About this exercise -
Reproduce exactly the span of lines beginning at the one with "Target: car headlight" and ending at the last line of the data below, omitting pictures.

Supplied data -

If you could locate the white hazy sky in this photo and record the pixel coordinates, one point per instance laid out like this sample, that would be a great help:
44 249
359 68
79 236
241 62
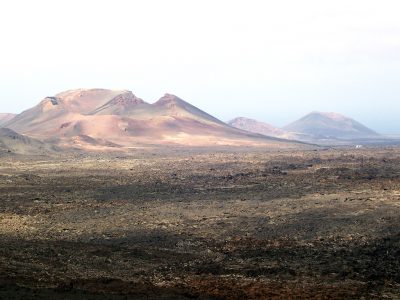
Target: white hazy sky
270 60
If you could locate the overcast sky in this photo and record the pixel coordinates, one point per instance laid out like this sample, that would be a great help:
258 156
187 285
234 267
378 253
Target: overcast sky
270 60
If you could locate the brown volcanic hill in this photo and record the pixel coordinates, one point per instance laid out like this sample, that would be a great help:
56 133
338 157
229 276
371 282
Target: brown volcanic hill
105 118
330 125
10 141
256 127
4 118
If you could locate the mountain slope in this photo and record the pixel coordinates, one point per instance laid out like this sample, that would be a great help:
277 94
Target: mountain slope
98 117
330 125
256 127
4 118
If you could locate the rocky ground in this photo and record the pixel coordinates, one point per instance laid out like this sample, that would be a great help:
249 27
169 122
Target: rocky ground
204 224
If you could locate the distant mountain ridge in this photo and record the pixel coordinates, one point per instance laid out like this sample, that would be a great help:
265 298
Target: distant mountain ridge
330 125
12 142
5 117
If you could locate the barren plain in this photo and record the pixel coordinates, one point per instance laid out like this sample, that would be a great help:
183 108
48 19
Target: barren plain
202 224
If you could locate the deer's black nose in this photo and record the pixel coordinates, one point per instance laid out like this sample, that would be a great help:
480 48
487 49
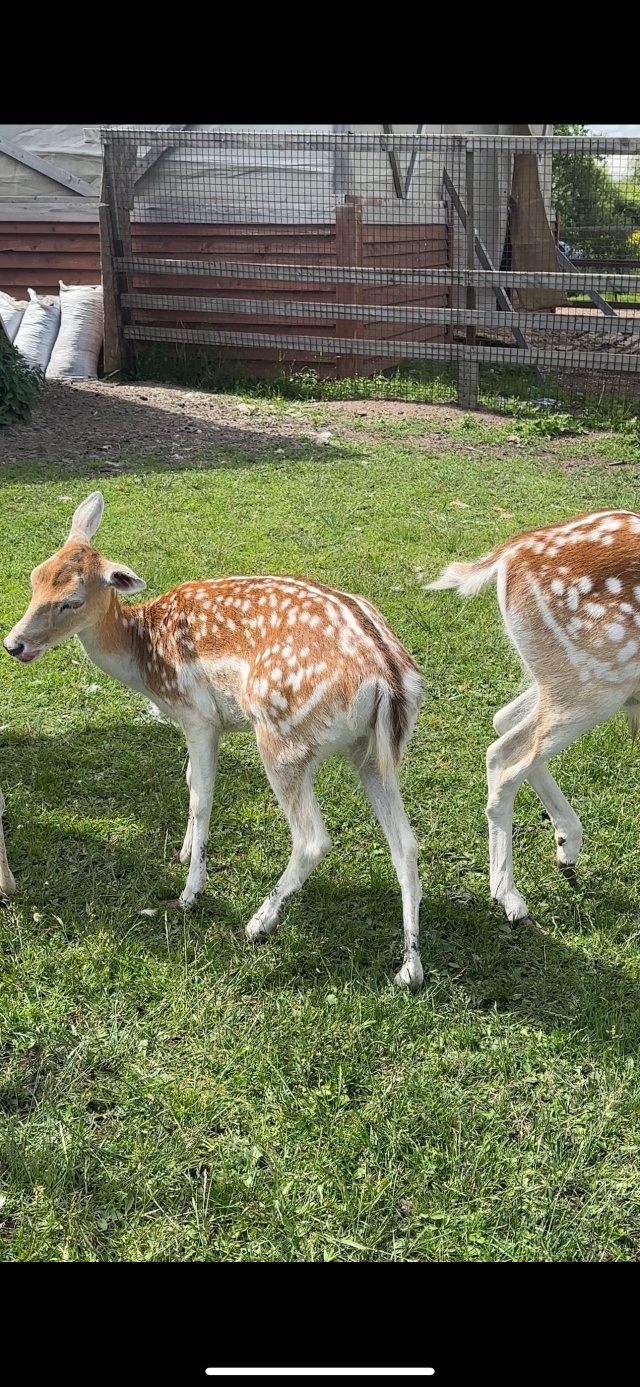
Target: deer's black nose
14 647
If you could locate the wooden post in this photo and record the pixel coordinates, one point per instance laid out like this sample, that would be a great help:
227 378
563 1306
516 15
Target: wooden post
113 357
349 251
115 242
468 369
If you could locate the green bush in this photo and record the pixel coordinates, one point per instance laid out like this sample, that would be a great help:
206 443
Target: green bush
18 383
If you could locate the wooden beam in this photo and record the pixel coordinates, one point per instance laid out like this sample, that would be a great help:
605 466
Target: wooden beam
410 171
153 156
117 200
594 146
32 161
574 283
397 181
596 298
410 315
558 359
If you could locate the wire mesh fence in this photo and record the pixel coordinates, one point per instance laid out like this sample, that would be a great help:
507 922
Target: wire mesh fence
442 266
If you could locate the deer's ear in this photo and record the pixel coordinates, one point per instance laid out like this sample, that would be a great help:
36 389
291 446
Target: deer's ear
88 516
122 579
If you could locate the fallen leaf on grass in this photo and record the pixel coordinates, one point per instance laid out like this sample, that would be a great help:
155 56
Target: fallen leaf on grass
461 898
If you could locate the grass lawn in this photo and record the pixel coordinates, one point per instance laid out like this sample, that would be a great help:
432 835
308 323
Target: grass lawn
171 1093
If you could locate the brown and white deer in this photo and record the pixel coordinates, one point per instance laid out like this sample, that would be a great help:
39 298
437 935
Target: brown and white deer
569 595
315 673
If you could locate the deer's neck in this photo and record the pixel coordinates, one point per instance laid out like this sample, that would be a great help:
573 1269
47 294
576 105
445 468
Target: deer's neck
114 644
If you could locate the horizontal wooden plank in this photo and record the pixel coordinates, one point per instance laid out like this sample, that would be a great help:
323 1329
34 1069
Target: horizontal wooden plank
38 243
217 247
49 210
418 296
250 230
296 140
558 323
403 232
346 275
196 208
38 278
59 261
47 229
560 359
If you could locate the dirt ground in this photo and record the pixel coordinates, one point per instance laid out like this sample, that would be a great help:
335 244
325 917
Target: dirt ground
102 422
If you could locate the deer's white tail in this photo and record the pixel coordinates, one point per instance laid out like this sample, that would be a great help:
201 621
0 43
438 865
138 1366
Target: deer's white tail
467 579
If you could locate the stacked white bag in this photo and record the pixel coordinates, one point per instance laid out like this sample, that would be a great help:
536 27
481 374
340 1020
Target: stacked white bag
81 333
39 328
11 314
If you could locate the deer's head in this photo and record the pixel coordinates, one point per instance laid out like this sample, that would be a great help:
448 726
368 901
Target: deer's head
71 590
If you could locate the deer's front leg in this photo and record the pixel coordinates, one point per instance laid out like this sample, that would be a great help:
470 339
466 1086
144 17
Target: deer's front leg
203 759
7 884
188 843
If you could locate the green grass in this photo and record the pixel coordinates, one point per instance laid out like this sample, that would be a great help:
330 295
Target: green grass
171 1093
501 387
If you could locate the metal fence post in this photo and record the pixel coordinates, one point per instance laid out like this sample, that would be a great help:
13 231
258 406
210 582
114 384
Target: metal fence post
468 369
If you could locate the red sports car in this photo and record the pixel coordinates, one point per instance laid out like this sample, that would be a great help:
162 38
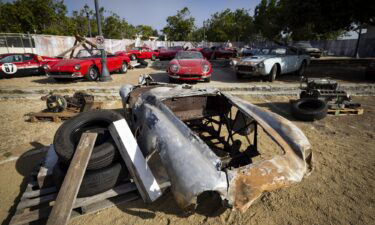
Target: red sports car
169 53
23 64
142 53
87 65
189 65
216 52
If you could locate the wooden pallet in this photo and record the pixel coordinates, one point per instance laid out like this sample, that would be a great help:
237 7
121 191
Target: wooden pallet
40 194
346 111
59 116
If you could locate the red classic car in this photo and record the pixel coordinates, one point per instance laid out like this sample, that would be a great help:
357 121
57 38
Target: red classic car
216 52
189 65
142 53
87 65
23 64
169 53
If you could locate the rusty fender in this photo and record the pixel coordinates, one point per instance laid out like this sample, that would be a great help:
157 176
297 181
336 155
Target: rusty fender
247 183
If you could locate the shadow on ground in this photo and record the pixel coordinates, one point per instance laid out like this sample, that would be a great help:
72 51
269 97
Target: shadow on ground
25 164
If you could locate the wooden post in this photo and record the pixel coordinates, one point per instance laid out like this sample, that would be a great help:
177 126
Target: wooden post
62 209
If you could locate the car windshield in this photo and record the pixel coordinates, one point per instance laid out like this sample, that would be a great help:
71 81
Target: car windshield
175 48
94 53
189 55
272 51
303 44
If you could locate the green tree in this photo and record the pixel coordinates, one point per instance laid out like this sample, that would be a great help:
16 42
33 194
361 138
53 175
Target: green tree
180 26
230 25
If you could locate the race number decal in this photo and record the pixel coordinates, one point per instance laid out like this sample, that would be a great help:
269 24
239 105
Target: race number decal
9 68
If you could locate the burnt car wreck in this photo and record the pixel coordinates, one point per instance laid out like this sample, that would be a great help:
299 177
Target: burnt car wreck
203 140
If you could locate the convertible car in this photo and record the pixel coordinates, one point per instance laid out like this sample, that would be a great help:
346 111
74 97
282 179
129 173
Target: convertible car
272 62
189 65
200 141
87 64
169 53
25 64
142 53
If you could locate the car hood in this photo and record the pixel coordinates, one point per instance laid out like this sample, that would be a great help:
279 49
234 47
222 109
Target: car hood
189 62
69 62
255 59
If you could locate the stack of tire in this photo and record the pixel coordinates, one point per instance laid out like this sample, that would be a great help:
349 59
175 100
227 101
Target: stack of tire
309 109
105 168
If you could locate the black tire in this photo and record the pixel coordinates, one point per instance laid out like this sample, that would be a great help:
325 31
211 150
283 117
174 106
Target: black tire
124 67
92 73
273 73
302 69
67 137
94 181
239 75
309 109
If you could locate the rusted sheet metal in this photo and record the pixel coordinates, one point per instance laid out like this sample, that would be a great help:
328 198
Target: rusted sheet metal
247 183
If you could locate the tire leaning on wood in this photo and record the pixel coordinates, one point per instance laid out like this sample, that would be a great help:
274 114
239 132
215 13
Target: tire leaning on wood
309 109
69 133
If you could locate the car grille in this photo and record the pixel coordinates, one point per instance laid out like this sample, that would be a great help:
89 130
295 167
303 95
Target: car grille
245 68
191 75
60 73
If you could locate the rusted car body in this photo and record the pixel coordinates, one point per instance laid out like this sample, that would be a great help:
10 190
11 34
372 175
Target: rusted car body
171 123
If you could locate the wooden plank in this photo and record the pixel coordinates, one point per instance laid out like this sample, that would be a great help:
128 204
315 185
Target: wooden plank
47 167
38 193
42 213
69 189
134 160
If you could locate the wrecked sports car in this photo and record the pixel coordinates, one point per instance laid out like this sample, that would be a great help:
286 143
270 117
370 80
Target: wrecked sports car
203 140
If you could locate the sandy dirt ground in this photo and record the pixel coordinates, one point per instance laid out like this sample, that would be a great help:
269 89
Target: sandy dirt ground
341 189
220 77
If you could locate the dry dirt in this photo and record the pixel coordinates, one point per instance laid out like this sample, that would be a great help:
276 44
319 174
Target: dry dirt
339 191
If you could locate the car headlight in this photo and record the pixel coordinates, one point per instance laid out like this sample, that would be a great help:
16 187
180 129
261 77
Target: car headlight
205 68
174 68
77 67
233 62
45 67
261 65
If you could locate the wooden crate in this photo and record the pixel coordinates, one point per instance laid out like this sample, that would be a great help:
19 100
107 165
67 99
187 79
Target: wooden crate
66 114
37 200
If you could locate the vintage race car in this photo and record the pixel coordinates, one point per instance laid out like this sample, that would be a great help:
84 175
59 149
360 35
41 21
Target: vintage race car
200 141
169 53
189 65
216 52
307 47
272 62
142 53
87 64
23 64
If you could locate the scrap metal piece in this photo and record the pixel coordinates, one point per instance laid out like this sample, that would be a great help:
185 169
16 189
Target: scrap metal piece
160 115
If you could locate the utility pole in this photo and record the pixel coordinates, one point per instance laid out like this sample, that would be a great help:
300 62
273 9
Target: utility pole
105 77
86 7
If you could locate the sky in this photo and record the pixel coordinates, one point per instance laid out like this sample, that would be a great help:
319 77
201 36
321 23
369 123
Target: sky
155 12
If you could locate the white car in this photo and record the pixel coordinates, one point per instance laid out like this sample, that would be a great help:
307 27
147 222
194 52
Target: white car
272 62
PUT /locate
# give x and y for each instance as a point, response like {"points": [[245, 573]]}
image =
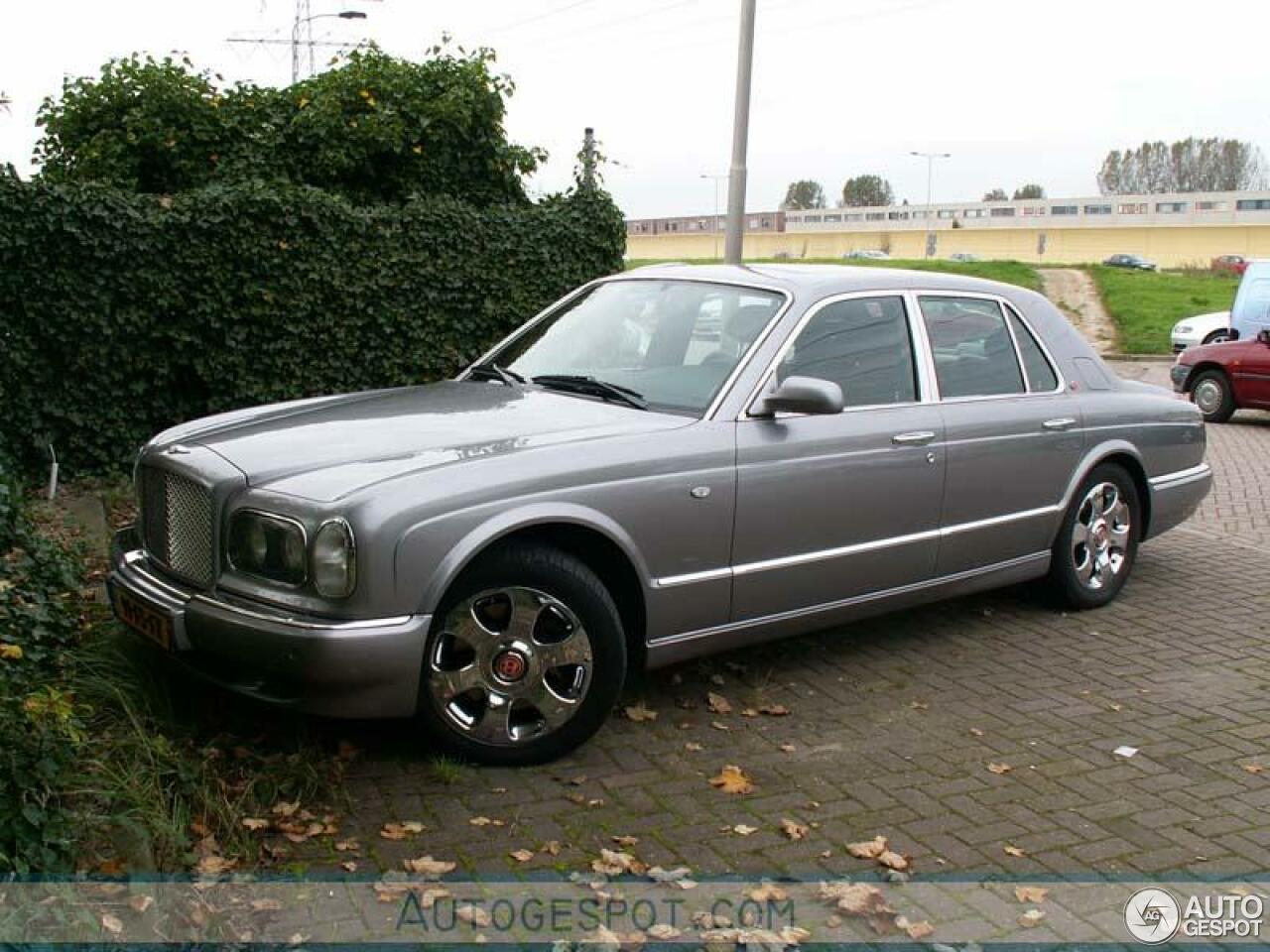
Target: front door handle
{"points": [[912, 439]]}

Solved exercise -
Target: car headlight
205 68
174 68
77 67
233 62
45 67
261 65
If you could locate the wooden crate in this photo and record the pixel coordinates, one point per instance laid out like this sample, that would be a great help:
19 100
107 165
67 99
187 79
Target: wooden crate
66 114
37 200
If you could locate the vintage race car in this photo and record the pixel coordinates, one point per instance laid out like this sample, that would be a great help:
84 175
59 149
360 35
41 21
Target: vintage race car
200 141
169 53
189 65
216 52
307 47
272 62
142 53
87 64
23 64
If you could locate the scrap metal piece in this photo and record the pixel coordinates, one point per instance laid out like this sample, that would be a great help:
185 169
16 189
Target: scrap metal piece
160 115
If you could locate the utility pole in this photo and record the pixel coordinates, one point per instance laid out like this sample, that would be a great help:
300 62
273 9
Target: utility pole
105 77
86 7
If you could locate the sky in this photo and record the pixel coordinates, one point per instance laid out like this sample, that would be a great help:
319 77
201 36
321 23
369 123
Target: sky
155 12
If you could locate the white car in this photo and record the pixel coordinates, one point per instance laid out like this sample, that would be a great help:
307 27
147 222
194 52
Target: white car
272 62
PUT /locate
# give x and y for each instance as a point, response like {"points": [[245, 573]]}
image =
Target: front door handle
{"points": [[912, 439]]}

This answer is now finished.